## 지시문
아래 데이터에서 "below"라는 단어가 들어 있는 줄을 모두 찾아 한 줄도 빠짐없이 그대로 나열하세요.

## 입력 행
*-*-*

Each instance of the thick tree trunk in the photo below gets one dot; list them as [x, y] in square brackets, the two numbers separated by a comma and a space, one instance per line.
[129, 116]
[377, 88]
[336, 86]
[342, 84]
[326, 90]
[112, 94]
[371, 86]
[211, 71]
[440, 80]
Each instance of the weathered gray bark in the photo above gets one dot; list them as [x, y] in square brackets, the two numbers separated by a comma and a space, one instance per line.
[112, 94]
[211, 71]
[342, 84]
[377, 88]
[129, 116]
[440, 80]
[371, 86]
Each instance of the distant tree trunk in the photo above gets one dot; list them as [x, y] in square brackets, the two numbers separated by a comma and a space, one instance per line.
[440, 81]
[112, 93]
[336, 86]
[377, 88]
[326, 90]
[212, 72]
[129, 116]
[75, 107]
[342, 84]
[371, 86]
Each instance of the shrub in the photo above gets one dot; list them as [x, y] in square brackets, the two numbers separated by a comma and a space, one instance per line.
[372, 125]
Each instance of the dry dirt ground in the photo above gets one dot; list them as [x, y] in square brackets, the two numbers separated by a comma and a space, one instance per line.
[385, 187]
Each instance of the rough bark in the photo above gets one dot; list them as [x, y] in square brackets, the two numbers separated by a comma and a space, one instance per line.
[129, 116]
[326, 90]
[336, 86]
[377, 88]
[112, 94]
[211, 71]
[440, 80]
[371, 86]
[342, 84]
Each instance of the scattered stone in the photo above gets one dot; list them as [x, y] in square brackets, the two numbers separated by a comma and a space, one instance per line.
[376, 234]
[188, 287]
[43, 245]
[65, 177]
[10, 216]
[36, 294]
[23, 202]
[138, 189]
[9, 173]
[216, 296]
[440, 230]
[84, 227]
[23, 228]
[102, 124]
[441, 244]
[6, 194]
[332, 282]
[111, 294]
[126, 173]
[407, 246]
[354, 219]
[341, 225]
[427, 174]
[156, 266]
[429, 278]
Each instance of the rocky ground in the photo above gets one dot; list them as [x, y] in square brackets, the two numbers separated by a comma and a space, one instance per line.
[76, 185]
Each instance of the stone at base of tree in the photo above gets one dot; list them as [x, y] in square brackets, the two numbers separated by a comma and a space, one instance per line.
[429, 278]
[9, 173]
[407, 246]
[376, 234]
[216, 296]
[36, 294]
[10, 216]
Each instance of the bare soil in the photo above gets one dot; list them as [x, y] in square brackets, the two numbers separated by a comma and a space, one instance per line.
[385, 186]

*-*-*

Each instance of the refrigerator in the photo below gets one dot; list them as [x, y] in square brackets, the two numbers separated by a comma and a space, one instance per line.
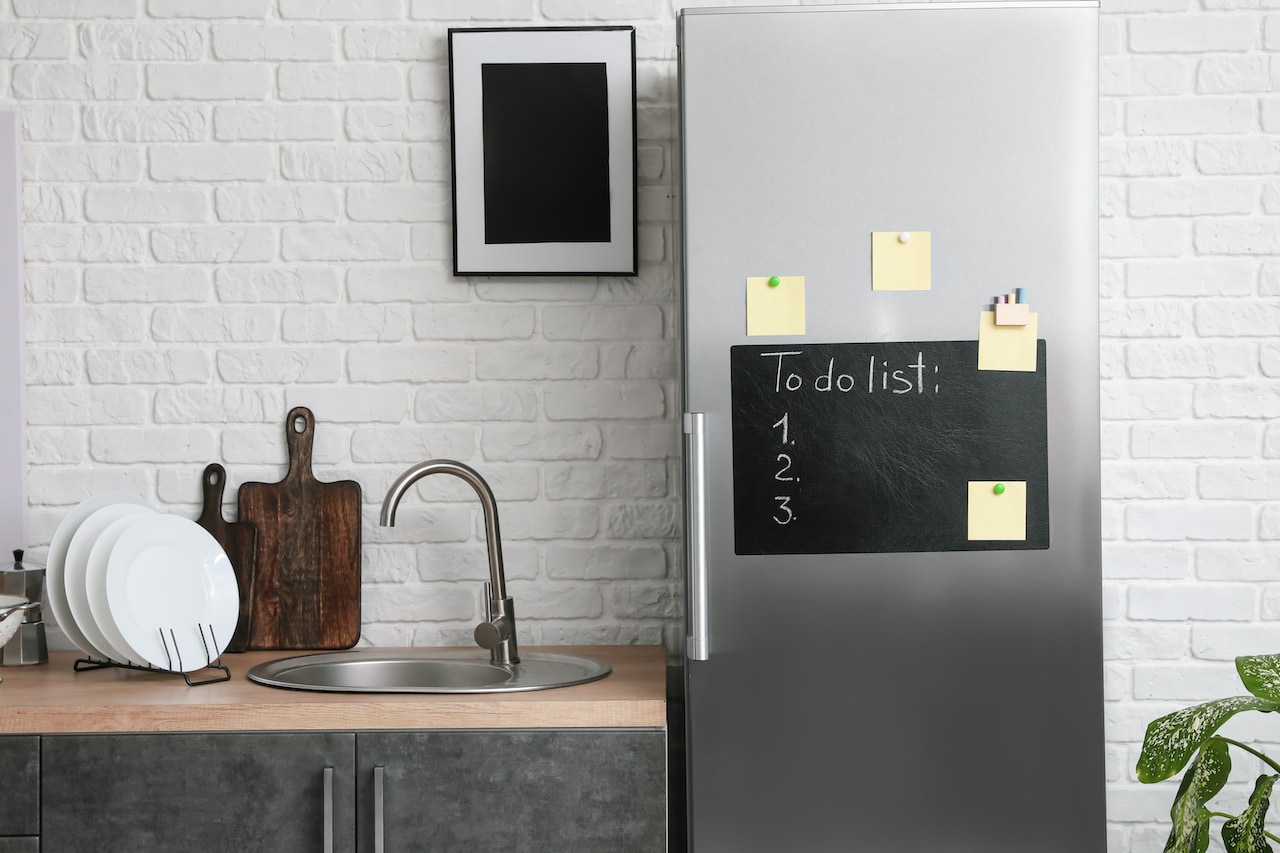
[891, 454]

*-*-*

## 답변
Each instance of the thick tree trunk in the photo below gets one dot; list them as [x, y] in square brackets, the two numbers separated by a comma and a space, one instance per line.
Each instance of the refrigerator in the photo below gets one dot; list them as [x, y] in square brackets, the two numbers separated by a comma and a space, one instance per line.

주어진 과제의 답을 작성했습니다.